PROBLEM 1:
Please rewrite the stretch of the Simband text from "Though there's lots" through "of connectivity overload?", changing "gadgets" to "devices".
PROBLEM 2:
In the Simband text, what is SAMI short for?

--- start of EXTRACT ---

Components of the Simband are modular, meaning it can be fully customized to whatever specifications future developers dream up. It's not just steps the Simband wants to measure, it's also blood pressure, skin temperature, and hydration levels, to name a few. Practicalities like wanting to wear a health sensor at all times are addressed with the Simband. A shuttle battery attaches to the band to charge while being worn — likely when the user is asleep — so that its use wouldn't be interrupted by taking off the device to charge.

A look at how an app could be used with Samsung's new hardware concept.

Everything about Simband and its corresponding cloud-based service SAMI (which stands for Samsung Architecture for Multimodal Interactions — rolls off the tongue, right?), which is where all the data from your future health wearables will be stored, is open. Samsung is using open APIs, open software, and open hardware designs with the hope that there won't be any operating system or ecosystem barriers for people to monitor their body's vital signs.

Samsung's big push into health and wellness comes just a week before Apple's Worldwide Developer's Conference [5], where it's rumored an iOS Healthbook app [6] monitoring blood pressure, hydration levels, and heart rate could debut.

Though there's lots of buzz right now about a future where gadgets on our wrist can tell us how our bodies are doing before ever stepping foot in a doctor's office, the reality is still far off. The possibilities have us wondering: are you excited for technology's move toward personal health sensors, or is it another sign of connectivity overload?

--- end of EXTRACT ---
--- start of RECORD LIST ---

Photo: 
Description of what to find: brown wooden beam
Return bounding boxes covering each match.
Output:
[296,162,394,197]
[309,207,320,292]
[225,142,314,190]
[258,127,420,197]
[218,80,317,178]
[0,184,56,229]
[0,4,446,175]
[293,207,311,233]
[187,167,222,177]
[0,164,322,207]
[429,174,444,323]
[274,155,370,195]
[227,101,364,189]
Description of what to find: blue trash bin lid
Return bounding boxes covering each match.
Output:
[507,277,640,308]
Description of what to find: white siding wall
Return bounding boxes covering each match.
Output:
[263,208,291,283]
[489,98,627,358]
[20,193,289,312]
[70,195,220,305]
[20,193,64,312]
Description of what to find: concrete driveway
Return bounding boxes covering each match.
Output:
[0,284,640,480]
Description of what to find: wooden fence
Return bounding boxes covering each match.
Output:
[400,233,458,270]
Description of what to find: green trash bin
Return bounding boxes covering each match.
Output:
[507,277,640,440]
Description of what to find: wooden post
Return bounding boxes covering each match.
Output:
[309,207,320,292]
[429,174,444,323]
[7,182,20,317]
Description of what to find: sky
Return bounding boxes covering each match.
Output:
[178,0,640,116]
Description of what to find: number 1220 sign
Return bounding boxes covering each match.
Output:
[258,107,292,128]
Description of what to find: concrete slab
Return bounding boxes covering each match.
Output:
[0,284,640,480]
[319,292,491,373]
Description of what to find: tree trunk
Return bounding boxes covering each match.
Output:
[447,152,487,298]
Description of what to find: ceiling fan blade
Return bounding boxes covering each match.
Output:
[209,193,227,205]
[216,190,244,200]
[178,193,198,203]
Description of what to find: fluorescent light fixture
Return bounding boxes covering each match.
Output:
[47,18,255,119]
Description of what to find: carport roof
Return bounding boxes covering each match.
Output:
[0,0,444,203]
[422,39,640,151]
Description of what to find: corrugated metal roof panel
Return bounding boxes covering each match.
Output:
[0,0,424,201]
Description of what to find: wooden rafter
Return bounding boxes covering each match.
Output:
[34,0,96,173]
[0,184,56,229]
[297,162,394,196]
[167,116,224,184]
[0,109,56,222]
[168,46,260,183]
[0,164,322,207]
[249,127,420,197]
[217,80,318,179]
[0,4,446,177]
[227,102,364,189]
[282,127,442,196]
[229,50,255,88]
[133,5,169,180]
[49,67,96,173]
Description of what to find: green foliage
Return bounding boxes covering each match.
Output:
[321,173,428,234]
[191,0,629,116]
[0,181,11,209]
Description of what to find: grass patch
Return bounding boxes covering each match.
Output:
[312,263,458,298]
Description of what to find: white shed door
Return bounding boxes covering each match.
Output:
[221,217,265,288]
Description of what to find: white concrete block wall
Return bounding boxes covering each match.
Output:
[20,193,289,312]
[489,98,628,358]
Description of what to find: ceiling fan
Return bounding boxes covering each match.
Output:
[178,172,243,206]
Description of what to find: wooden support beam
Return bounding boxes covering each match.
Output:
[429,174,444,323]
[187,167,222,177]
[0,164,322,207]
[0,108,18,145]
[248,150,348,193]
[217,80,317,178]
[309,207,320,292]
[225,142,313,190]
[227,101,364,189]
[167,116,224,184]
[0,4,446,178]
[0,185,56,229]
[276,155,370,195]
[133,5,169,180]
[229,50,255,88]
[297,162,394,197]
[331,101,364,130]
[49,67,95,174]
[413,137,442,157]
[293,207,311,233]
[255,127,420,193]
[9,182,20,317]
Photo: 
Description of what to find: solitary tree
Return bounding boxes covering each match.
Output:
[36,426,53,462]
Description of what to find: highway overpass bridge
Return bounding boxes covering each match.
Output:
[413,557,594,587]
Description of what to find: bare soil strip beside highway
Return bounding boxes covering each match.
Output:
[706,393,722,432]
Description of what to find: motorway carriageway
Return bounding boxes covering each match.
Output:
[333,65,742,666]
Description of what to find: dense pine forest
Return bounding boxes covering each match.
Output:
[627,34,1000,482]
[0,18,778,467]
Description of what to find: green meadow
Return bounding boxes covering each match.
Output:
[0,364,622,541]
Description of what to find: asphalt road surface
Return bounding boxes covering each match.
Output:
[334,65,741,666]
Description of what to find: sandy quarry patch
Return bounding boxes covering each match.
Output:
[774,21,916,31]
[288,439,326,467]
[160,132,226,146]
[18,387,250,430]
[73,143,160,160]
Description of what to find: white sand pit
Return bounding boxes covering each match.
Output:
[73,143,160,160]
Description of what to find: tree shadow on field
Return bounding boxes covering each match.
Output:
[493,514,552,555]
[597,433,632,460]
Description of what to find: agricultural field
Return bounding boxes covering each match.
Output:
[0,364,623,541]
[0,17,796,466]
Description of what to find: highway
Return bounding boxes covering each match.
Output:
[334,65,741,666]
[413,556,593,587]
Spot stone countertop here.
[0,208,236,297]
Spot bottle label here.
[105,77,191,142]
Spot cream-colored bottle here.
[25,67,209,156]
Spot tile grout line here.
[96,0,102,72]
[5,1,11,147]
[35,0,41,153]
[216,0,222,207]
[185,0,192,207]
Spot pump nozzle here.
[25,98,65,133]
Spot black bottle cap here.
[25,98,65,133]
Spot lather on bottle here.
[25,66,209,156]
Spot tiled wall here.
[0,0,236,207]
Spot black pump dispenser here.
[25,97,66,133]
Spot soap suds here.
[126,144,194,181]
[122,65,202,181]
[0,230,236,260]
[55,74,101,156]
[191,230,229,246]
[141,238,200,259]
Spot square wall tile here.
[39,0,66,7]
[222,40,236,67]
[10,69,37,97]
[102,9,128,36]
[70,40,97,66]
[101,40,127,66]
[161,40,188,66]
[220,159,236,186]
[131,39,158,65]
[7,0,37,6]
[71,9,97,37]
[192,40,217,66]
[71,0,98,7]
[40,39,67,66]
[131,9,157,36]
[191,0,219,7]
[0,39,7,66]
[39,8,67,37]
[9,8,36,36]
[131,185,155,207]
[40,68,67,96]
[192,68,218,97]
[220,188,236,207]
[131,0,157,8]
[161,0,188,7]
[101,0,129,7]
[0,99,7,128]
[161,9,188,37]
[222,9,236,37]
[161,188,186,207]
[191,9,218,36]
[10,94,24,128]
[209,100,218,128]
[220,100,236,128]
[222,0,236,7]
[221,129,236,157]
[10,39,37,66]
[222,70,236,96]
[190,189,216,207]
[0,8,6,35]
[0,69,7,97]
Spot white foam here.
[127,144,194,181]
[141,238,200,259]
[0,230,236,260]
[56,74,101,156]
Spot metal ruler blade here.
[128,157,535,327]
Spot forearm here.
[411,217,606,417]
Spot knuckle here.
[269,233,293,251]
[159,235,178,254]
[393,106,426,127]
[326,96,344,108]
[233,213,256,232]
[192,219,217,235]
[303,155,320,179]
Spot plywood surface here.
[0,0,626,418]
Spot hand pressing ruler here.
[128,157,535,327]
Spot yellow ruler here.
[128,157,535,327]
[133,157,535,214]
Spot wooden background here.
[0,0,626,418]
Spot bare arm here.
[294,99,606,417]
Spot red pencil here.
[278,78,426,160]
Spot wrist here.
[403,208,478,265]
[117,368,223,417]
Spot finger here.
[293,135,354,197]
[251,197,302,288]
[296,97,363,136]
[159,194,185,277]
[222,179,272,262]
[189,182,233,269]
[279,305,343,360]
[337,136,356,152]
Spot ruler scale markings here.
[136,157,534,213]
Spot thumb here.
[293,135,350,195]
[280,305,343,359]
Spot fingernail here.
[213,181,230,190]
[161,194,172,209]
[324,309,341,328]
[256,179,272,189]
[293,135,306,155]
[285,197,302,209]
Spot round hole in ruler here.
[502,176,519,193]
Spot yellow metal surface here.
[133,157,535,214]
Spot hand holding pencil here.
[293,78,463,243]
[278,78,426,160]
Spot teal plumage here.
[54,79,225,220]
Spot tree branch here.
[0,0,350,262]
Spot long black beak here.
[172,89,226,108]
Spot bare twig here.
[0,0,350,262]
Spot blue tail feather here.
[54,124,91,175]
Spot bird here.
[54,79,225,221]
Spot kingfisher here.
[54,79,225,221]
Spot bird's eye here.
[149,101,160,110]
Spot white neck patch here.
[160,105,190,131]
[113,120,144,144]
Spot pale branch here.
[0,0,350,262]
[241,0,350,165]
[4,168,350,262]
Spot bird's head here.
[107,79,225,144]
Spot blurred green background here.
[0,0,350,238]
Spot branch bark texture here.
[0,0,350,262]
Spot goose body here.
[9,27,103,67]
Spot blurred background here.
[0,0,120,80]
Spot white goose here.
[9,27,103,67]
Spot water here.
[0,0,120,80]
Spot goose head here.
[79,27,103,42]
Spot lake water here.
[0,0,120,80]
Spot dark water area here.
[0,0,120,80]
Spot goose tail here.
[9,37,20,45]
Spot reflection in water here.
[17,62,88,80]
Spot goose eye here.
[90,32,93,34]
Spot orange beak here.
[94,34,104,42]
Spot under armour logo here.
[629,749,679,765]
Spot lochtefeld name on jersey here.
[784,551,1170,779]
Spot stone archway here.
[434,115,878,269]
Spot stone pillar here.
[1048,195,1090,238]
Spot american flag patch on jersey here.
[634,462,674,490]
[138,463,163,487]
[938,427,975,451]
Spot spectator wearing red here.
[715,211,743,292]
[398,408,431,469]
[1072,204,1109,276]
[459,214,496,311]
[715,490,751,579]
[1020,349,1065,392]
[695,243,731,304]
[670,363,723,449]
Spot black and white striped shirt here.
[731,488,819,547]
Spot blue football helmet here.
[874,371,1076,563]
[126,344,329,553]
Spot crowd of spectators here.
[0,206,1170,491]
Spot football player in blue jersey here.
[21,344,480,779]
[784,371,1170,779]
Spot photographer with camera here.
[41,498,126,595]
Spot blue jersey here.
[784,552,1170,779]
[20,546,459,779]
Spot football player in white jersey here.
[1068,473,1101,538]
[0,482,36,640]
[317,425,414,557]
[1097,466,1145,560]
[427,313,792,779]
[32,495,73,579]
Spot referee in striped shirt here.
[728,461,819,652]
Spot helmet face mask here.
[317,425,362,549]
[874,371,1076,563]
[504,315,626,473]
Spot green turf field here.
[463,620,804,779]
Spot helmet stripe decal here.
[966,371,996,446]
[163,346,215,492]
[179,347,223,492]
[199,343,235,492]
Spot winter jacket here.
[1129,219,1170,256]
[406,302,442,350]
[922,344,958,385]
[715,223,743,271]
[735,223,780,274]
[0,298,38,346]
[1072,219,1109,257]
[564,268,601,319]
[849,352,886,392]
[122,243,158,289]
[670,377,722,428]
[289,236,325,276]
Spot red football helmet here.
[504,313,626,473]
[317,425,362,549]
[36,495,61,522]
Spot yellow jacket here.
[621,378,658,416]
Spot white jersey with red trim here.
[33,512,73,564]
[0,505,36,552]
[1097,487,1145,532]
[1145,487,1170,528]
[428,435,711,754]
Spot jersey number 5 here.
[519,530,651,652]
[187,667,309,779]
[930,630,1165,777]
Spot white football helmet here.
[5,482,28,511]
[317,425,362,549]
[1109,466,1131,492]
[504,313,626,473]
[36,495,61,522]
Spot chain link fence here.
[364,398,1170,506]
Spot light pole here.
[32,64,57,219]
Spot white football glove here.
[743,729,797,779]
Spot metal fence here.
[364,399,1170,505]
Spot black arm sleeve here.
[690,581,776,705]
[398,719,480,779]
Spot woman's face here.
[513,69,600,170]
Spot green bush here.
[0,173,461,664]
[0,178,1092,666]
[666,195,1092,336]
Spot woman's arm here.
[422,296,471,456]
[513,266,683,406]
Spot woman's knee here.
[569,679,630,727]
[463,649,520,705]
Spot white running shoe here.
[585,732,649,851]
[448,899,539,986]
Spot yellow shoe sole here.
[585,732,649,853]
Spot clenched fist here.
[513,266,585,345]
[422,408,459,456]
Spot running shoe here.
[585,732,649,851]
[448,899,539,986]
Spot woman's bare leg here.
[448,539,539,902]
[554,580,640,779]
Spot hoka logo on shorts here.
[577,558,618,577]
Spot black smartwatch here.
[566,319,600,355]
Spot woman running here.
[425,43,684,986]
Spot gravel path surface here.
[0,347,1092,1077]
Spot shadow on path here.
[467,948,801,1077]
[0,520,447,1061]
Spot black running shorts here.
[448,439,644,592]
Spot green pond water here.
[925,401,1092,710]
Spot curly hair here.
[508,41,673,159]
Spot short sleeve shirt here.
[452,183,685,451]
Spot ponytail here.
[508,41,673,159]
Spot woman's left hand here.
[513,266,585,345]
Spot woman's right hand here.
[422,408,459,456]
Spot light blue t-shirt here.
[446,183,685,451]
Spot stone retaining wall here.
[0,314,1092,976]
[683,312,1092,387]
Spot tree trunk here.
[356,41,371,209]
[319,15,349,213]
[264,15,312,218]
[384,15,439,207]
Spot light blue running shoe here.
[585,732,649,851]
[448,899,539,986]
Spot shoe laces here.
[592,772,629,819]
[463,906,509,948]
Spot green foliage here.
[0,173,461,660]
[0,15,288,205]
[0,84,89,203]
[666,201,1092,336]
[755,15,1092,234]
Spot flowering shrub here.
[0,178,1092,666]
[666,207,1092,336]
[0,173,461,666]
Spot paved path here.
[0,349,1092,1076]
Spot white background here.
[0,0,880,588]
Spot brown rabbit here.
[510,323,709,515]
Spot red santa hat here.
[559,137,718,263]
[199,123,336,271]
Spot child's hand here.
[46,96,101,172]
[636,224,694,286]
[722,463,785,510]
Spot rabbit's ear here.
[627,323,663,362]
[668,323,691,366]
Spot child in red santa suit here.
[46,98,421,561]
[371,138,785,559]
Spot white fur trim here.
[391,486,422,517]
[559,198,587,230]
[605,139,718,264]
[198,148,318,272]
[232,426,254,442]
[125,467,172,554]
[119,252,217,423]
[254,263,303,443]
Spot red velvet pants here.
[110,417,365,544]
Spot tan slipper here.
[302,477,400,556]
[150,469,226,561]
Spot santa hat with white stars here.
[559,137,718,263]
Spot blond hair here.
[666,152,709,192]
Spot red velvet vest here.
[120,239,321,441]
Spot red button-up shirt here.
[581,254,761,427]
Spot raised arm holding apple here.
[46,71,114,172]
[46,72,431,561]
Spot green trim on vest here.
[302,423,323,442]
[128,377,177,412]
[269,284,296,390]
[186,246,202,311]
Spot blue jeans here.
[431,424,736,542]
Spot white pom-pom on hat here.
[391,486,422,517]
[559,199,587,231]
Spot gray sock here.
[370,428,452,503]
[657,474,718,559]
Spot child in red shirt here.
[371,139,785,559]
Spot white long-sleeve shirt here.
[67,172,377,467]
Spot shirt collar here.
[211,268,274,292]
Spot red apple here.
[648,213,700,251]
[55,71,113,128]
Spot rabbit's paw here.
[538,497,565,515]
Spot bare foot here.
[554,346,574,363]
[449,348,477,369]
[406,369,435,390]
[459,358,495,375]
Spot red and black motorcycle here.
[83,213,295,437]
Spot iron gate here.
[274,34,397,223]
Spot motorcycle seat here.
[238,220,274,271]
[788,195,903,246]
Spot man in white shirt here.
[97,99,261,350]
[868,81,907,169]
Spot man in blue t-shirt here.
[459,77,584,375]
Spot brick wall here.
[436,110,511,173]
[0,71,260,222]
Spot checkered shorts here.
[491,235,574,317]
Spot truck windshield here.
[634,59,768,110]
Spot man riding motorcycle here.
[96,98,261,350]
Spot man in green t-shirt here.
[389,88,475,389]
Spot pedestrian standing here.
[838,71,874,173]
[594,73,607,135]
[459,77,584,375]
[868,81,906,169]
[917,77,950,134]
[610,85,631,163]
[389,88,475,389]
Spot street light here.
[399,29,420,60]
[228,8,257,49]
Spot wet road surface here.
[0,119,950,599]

--- end of RECORD LIST ---

WRITTEN RESPONSE 1:
Though there's lots of buzz right now about a future where devices on our wrist can tell us how our bodies are doing before ever stepping foot in a doctor's office, the reality is still far off. The possibilities have us wondering: are you excited for technology's move toward personal health sensors, or is it another sign of connectivity overload?

WRITTEN RESPONSE 2:
Samsung Architecture for Multimodal Interactions